Spot each line in the data below containing "upper" and copy it.
[[ Extracted information, beginning ]]
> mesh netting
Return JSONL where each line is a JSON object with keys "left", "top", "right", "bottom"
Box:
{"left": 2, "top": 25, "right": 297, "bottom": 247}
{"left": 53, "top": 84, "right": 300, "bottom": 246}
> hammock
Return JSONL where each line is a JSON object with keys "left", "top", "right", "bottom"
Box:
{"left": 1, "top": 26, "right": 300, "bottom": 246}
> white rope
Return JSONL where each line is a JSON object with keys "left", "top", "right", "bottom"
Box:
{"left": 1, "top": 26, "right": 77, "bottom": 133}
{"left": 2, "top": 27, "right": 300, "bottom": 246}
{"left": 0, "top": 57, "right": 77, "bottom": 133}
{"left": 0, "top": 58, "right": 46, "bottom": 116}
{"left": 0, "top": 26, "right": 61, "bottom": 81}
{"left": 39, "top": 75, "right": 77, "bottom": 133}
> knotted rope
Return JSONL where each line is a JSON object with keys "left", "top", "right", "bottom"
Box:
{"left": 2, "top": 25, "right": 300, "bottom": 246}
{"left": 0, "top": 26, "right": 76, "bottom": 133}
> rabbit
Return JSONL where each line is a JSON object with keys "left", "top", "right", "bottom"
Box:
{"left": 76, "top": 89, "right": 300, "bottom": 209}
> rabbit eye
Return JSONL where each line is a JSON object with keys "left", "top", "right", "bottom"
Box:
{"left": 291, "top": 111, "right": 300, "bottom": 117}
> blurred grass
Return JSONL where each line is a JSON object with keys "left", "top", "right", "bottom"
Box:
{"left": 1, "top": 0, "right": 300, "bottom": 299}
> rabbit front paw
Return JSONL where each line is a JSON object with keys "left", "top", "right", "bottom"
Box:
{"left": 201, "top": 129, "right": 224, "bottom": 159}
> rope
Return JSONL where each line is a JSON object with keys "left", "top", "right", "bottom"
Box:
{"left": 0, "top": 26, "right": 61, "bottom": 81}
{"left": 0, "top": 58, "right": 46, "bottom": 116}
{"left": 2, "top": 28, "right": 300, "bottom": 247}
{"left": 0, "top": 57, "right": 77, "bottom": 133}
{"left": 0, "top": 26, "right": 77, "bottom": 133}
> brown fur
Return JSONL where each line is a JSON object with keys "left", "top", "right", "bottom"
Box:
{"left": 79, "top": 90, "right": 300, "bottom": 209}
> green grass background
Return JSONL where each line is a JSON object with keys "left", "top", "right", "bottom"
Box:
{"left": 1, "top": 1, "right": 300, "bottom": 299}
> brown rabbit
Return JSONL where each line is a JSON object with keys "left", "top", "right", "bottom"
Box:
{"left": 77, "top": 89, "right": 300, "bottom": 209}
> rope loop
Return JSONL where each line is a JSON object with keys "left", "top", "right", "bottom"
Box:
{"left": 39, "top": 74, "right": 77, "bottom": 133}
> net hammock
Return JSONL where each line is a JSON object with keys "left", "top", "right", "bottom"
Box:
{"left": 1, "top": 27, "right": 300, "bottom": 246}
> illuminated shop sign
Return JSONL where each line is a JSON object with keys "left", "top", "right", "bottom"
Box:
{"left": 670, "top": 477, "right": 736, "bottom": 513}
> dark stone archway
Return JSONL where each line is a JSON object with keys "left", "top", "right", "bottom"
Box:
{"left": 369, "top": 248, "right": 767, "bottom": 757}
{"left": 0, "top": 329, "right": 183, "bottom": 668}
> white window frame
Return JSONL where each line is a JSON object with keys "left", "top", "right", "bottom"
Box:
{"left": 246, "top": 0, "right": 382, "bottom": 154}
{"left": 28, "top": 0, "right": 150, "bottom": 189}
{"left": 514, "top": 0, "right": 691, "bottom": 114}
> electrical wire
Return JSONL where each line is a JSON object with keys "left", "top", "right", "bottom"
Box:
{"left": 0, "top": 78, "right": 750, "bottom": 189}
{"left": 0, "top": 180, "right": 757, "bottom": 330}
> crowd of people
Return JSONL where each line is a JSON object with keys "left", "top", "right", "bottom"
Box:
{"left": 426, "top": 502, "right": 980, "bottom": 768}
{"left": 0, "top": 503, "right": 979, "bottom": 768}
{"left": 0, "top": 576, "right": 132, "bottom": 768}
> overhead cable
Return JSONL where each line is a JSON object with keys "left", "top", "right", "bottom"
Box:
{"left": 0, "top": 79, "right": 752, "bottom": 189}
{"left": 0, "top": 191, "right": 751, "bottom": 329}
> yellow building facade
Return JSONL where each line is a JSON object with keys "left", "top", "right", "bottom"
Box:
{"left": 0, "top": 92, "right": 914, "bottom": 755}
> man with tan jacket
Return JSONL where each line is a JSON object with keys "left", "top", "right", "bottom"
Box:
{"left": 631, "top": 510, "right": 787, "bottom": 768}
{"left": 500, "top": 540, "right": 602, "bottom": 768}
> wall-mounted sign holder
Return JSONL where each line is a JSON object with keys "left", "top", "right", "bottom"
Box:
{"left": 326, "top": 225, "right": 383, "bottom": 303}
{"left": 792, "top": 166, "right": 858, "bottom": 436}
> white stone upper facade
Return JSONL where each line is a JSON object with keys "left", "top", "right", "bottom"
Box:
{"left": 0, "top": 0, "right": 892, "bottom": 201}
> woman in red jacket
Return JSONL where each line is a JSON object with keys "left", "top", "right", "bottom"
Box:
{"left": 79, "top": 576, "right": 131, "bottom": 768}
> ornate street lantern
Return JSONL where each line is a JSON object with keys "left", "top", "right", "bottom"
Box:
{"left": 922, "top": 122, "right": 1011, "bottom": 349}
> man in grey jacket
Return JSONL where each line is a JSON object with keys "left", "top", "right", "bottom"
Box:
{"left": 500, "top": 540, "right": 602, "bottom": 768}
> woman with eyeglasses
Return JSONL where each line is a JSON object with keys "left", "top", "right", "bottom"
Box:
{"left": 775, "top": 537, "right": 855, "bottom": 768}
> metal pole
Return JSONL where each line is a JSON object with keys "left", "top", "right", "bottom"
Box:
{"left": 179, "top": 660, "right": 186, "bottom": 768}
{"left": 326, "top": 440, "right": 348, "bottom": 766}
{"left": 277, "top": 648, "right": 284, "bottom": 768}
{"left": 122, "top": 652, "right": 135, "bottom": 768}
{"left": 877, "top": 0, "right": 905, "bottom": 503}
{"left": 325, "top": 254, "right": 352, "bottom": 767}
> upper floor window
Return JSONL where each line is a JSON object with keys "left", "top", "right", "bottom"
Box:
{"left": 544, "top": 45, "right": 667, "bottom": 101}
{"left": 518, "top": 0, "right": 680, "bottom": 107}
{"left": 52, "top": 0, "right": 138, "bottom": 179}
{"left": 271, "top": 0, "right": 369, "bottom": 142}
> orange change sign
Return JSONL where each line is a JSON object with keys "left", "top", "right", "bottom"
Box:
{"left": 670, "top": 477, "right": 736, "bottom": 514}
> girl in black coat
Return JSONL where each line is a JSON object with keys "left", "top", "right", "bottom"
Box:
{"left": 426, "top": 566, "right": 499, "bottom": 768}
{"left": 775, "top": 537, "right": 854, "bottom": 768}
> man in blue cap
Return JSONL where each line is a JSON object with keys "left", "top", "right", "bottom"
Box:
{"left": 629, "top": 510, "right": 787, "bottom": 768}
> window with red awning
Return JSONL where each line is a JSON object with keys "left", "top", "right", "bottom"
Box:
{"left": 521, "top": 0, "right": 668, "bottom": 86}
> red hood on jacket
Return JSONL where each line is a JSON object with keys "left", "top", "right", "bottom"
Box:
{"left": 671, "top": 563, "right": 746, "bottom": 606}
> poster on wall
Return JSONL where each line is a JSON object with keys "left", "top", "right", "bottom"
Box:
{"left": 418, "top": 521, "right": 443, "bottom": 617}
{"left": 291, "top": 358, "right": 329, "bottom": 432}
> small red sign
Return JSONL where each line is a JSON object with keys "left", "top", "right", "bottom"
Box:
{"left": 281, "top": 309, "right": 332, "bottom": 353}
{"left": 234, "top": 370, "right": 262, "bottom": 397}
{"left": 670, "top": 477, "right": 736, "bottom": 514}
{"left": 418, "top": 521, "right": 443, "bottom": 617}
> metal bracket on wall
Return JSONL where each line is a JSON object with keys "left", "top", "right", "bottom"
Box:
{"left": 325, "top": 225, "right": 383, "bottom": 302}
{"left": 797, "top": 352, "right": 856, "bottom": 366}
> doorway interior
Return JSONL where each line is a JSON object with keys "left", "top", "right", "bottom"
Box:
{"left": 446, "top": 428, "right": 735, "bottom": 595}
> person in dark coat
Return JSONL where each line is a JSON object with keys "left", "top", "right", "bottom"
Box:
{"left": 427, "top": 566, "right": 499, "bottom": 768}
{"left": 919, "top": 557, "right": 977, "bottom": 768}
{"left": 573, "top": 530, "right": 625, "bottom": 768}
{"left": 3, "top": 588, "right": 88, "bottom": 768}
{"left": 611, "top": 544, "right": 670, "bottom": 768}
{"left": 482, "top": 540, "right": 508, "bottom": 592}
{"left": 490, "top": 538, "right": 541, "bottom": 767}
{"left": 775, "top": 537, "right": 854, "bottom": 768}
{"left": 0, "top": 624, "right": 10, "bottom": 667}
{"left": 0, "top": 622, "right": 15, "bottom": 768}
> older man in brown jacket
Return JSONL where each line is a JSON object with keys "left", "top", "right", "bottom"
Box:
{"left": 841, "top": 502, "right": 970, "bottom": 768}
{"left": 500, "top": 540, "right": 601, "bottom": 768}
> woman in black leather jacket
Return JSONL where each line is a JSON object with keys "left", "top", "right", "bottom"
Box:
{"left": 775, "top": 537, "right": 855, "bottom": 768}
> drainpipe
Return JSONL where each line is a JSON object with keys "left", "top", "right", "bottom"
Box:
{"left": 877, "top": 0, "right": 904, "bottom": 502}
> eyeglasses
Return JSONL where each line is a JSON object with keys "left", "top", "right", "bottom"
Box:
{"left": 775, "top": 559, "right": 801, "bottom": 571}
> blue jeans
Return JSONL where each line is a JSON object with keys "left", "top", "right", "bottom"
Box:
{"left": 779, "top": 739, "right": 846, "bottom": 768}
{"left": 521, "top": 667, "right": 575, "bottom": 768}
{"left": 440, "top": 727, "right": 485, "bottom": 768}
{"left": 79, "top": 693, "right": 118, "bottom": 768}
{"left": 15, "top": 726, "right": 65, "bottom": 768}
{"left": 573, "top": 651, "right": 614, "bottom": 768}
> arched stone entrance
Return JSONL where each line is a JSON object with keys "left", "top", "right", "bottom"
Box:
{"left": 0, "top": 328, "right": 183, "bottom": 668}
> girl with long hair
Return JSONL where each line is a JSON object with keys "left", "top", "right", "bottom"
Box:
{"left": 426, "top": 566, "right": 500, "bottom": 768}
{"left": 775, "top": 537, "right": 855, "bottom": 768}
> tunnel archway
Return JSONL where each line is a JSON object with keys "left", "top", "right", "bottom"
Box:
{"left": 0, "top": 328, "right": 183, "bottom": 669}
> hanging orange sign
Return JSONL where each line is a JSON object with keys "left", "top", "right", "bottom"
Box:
[[ Extracted information, end ]]
- Output for this exercise
> white stone upper facade
> upper floor window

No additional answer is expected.